# Exercise requirements:
In the data below, swap every "Regions" for "Outlines" and reproduce the lines otherwise unchanged, omitting the pictures.

# Supplied material:
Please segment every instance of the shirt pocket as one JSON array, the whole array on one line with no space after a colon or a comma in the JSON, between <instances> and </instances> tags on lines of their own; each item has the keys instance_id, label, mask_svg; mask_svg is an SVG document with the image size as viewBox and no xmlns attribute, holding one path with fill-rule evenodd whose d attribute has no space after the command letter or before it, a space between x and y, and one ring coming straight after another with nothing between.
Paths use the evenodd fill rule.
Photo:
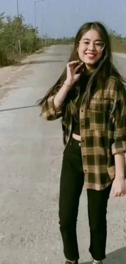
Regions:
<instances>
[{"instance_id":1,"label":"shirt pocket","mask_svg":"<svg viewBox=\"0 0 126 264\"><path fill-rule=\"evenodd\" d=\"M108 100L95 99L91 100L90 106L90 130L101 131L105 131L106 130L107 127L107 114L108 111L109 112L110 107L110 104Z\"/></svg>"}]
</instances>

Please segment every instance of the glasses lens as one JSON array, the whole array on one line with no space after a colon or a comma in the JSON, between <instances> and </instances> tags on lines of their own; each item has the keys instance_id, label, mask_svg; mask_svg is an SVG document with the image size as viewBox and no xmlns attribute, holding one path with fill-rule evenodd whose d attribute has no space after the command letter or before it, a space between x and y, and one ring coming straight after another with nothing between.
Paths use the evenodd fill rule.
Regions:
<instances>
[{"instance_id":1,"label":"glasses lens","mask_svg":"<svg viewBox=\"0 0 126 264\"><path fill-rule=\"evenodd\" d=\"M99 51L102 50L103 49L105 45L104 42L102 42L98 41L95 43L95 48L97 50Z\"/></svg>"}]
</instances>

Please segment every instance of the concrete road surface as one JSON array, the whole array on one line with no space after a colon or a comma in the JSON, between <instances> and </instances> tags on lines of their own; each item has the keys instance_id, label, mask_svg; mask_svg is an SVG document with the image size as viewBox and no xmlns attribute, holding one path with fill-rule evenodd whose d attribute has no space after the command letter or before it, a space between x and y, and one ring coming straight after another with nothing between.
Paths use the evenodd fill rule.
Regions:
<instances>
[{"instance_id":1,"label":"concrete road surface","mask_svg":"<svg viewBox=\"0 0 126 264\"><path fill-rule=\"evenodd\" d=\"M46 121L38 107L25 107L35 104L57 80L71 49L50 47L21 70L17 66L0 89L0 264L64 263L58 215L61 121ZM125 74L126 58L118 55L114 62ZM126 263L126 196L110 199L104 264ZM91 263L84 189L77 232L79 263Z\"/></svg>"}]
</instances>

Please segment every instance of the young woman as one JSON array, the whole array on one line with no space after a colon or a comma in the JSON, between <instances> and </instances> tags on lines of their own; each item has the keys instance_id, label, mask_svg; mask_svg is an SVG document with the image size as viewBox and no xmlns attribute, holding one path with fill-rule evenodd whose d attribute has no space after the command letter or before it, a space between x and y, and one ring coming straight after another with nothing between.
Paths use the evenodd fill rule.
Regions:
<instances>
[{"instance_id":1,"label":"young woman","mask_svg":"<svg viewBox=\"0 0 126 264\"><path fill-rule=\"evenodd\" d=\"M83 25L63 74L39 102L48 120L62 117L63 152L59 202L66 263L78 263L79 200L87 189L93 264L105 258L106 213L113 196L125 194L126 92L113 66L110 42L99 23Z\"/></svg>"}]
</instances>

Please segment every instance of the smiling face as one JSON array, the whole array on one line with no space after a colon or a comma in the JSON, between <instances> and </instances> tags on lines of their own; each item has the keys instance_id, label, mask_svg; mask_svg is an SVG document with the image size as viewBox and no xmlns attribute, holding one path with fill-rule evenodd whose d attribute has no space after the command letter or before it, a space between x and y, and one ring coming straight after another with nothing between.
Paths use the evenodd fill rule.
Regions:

# Result of this exercise:
Please segment every instance of the shirt pocket as one JSON array, the whole array on one line with no space after a colon or a comma in the JSON, between <instances> and </instances> tags on lines of their own; each item has the keys instance_id, label, mask_svg; mask_svg is an SVG document with the image size as viewBox and no xmlns attribute, holding one path with fill-rule evenodd whose d attribute has no space after the command letter or before it, a space between x and y, and one ring coming straight after another with nothing between.
Paths use the evenodd fill rule.
Photo:
Outlines:
<instances>
[{"instance_id":1,"label":"shirt pocket","mask_svg":"<svg viewBox=\"0 0 126 264\"><path fill-rule=\"evenodd\" d=\"M108 100L95 99L91 100L90 106L90 130L101 131L105 131L106 130L107 127L107 114L108 111L109 112L110 107L110 104Z\"/></svg>"}]
</instances>

Please segment every instance of the glasses lens as one JSON array, the whole array on one line with no space after a colon or a comma in the JSON, between <instances> and </instances> tags on lines of their own; each item has the keys instance_id, label, mask_svg; mask_svg is an SVG document with the image size as viewBox and no xmlns attribute, holding one path with fill-rule evenodd whose d attribute has no space after the command letter or before it, a space between x and y, and one ring coming straight after another with nothing between.
Paths use the evenodd fill rule.
Outlines:
<instances>
[{"instance_id":1,"label":"glasses lens","mask_svg":"<svg viewBox=\"0 0 126 264\"><path fill-rule=\"evenodd\" d=\"M99 51L102 50L103 49L105 45L104 42L102 42L98 41L95 43L95 48L97 50Z\"/></svg>"}]
</instances>

Please segment every instance of the concrete road surface as one JSON array, the whole array on one line with no space after a colon or a comma in the JSON, between <instances> and </instances> tags on lines of their own; each item has the keys instance_id, label, mask_svg; mask_svg is an SVG document with the image size as viewBox and no xmlns attribute, holding one path with fill-rule evenodd whose d attribute has no space after the command letter or before it, a space between x and y, and one ring coming straight after another with nothing between.
Paths use the evenodd fill rule.
Outlines:
<instances>
[{"instance_id":1,"label":"concrete road surface","mask_svg":"<svg viewBox=\"0 0 126 264\"><path fill-rule=\"evenodd\" d=\"M46 121L38 107L25 107L35 104L57 80L71 49L50 47L21 70L17 66L0 89L0 264L64 263L58 215L61 121ZM125 74L126 58L118 55L114 62ZM126 263L126 196L110 199L104 264ZM91 263L84 189L77 232L79 263Z\"/></svg>"}]
</instances>

Please segment every instance of the young woman as one JSON array, the whole array on one line with no space after a colon or a comma in the JSON, between <instances> and </instances> tags on lines of their own; each item has the keys instance_id, label, mask_svg; mask_svg is an SVG document with the image size as viewBox and no xmlns attribute, holding one path with fill-rule evenodd whose d attribute has no space after the command letter or before it, a space between x and y, and one ring coming straight after another with nothing between.
Paths use the evenodd fill rule.
Outlines:
<instances>
[{"instance_id":1,"label":"young woman","mask_svg":"<svg viewBox=\"0 0 126 264\"><path fill-rule=\"evenodd\" d=\"M83 25L63 74L39 102L48 120L62 117L63 152L59 202L66 263L78 263L79 200L87 189L93 264L105 258L106 213L113 196L125 194L126 92L113 66L110 42L99 23Z\"/></svg>"}]
</instances>

Please segment every instance of the smiling face as one JSON array, the whole array on one line with no space after a colon or a comma in the JSON, between <instances> and </instances> tags on lines of their own; each item has the keys instance_id, label, mask_svg; mask_svg is an SVG document with the image size as viewBox and no xmlns attribute, holding one path with fill-rule evenodd whose d attribute has no space after the command letter or before it, a space between x and y, and one ring coming straight after another with nothing between.
Paths use the evenodd fill rule.
Outlines:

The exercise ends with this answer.